> BLOC DE TEXTE

● ● ●

The Voices

Schizo à mort

Marjane Satrapi métamorphose Ryan Reynolds en tueur en série fabuleux, gentil héros de conte gore, romantique dépeceur en combi rose dans The Voices.

Les animaux parlent. Tous les enfants le savent. Tous les enfants y croient. Les livres d’histoires sont pleins de ces bêtes qui parlent comme des hommes, aux hommes. C’est merveilleux, fabuleux, ou pas. Ce peut être cruel, terrifiant, monstrueux. Dans le monde fou de Jerry, le héros candide du nouveau film de Marjane Satrapi, les animaux parlent aussi. Un double langage, qui est à la fois celui léger et innocent des récits d’enfance et celui grave et conséquent des contes adultes. Ils parlent la voix de leur maître schizophrène et cette prosopopée est la manifestation de ses troubles psychotiques que la cinéaste envisage avec un humour dément. Ces deux bêtes domestiques, un chat et un chien, Bosco et M. Whiskas, s’entendent comme chien et chat, l’un brave toutou, l’autre vilain matou, l’un molosse, l’autre rosse. À l’entrée du vieux bowling désaffecté habité par le héros de The Voices, quelque part dans une ville américaine banale, on pourrait accrocher ce panneau : « Attention, chien gentil, chat méchant ! ». Car le chat est l’expression d’une voix maléfique, le chien la voix de la conscience et de la raison, à la manière sage du Jiminy Cricket de Pinocchio.

● ● ●

> MATÉRIEL DE TRAVAIL
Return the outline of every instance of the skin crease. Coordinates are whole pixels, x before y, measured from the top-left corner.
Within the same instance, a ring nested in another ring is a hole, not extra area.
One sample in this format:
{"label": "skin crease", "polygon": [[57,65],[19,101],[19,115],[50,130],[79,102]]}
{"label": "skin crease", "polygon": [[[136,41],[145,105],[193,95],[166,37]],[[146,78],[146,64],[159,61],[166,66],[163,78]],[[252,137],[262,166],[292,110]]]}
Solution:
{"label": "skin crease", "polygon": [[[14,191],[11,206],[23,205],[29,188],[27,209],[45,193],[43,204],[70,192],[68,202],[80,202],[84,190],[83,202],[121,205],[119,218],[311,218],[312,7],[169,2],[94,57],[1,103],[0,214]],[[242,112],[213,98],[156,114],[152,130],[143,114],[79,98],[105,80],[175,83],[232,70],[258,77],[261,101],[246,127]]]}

● ● ●

> CONSIGNES
• 1. Reproduisez intégralement la liste, consignes comprises, en mettant à l'échelle les coordonnées des contours fournis dans les réponses : multipliez chacune par 0,85, puis arrondissez-la à l'entier le plus proche, les demis vers le haut.
• 2. Rédigez la suite de la critique du film The Voices à partir de sa dernière phrase.

> RÉSULTATS DE L'EXERCICE
• 1.
Return the outline of every instance of the skin crease. Coordinates are whole pixels, x before y, measured from the top-left corner.
Within the same instance, a ring nested in another ring is a hole, not extra area.
One sample in this format:
{"label": "skin crease", "polygon": [[57,65],[19,101],[19,115],[50,130],[79,102]]}
{"label": "skin crease", "polygon": [[[136,41],[145,105],[193,95],[166,37]],[[146,78],[146,64],[159,61],[166,66],[163,78]],[[252,137],[262,166],[292,110]]]}
Solution:
{"label": "skin crease", "polygon": [[[12,162],[9,175],[20,174],[25,160],[23,178],[38,164],[37,173],[60,163],[58,172],[68,172],[71,162],[71,172],[103,174],[101,185],[264,185],[265,6],[144,2],[80,48],[1,88],[0,182]],[[206,95],[181,83],[133,97],[129,111],[122,97],[67,83],[89,68],[149,71],[197,60],[219,65],[222,86],[209,108]]]}

• 2.
Depuis son entrée en cinéma par l’animation (Persepolis), continuée par de la prise de vues réelles (Poulet aux prunes), avec une parenthèse ouverte sur le road-movie narcissique (La Bande des Jotas), Marjane Satrapi a varié les genres. Conte gore, comédie romantique, thriller pop à la lisière du fantastique, The Voices les mixe dans un état de perturbation synchrone avec l’esprit malade de son personnage principal, joué par un Ryan Reynolds, parfait en tueur en série malgré lui, gentil garçon hors du monde, employé dans une usine au rose commercial kitsch, où il emballe des baignoires avec une gracieuse gaucherie. Maniaque, parano, délirant, halluciné, Jerry est un gars souriant immédiatement sympathique, à la paradoxale innocence, très enfantine, qui tue sans préméditation, par accident et maladresse, ses amoureuses (Gemma Arterton, Anna Kendrick), dont il stocke dans des boîtes en plastique les corps dépecés avec application.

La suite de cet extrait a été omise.